A run of records —
▼
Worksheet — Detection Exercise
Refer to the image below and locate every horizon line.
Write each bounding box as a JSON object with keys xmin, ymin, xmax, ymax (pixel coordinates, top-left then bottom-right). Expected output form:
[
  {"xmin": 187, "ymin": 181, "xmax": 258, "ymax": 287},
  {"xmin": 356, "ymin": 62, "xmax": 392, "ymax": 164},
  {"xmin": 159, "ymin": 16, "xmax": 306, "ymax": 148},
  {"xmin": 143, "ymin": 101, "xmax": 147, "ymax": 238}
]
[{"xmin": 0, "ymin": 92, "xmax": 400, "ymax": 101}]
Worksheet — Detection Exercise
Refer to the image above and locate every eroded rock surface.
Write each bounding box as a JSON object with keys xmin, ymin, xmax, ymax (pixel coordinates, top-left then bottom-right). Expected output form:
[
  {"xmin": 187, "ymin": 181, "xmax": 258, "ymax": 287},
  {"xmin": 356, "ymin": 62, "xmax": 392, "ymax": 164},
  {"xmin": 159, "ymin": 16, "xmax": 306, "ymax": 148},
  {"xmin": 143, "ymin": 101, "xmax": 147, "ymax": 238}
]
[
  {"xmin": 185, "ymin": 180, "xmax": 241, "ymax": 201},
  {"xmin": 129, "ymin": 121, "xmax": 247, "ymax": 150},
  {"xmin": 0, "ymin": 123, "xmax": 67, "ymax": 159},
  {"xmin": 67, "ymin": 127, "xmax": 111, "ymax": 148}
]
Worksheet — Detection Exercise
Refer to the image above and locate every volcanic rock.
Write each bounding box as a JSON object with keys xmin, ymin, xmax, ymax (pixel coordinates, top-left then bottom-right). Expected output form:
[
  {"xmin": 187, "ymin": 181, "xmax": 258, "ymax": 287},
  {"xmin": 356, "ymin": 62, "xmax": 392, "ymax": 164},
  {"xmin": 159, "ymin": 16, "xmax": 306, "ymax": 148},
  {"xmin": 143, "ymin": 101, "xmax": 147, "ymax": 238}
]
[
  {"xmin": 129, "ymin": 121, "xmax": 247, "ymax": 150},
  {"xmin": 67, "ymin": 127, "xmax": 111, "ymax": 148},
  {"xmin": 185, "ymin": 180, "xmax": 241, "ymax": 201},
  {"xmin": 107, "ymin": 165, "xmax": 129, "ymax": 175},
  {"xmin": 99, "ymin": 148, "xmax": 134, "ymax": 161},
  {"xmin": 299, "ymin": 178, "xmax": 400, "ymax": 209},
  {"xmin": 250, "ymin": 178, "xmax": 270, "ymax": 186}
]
▲
What you will do —
Generate an exact reproduction of all entries.

Task solution —
Worksheet — Detection Exercise
Refer to the image below and locate every horizon line.
Write each bounding box as a JSON object with keys xmin, ymin, xmax, ymax (pixel coordinates, top-left then bottom-right). Expected output form:
[
  {"xmin": 187, "ymin": 181, "xmax": 258, "ymax": 287},
  {"xmin": 356, "ymin": 62, "xmax": 392, "ymax": 164},
  {"xmin": 159, "ymin": 16, "xmax": 306, "ymax": 148},
  {"xmin": 143, "ymin": 101, "xmax": 147, "ymax": 238}
]
[{"xmin": 0, "ymin": 92, "xmax": 400, "ymax": 101}]
Worksheet — Detection Exercise
Refer to the image above and locate every eroded rock surface.
Write each bounding box as a JSON object with keys xmin, ymin, xmax, ymax (pixel coordinates, top-left then bottom-right). Expected output form:
[
  {"xmin": 187, "ymin": 181, "xmax": 258, "ymax": 287},
  {"xmin": 356, "ymin": 62, "xmax": 392, "ymax": 164},
  {"xmin": 159, "ymin": 16, "xmax": 306, "ymax": 148},
  {"xmin": 143, "ymin": 101, "xmax": 147, "ymax": 238}
]
[
  {"xmin": 185, "ymin": 180, "xmax": 241, "ymax": 201},
  {"xmin": 129, "ymin": 121, "xmax": 247, "ymax": 150},
  {"xmin": 0, "ymin": 123, "xmax": 67, "ymax": 159},
  {"xmin": 67, "ymin": 127, "xmax": 111, "ymax": 148}
]
Worksheet — Detection Exercise
Refer to the image above and locate every volcanic rock.
Write each bounding box as a JSON object with keys xmin, ymin, xmax, ymax (pixel coordinates, top-left then bottom-right). Expected output form:
[
  {"xmin": 187, "ymin": 181, "xmax": 258, "ymax": 287},
  {"xmin": 356, "ymin": 62, "xmax": 392, "ymax": 164},
  {"xmin": 159, "ymin": 16, "xmax": 306, "ymax": 148},
  {"xmin": 143, "ymin": 101, "xmax": 147, "ymax": 238}
]
[
  {"xmin": 129, "ymin": 121, "xmax": 247, "ymax": 150},
  {"xmin": 67, "ymin": 127, "xmax": 111, "ymax": 148},
  {"xmin": 185, "ymin": 180, "xmax": 241, "ymax": 201},
  {"xmin": 107, "ymin": 165, "xmax": 129, "ymax": 175},
  {"xmin": 99, "ymin": 148, "xmax": 134, "ymax": 161},
  {"xmin": 299, "ymin": 178, "xmax": 400, "ymax": 209},
  {"xmin": 250, "ymin": 178, "xmax": 270, "ymax": 186}
]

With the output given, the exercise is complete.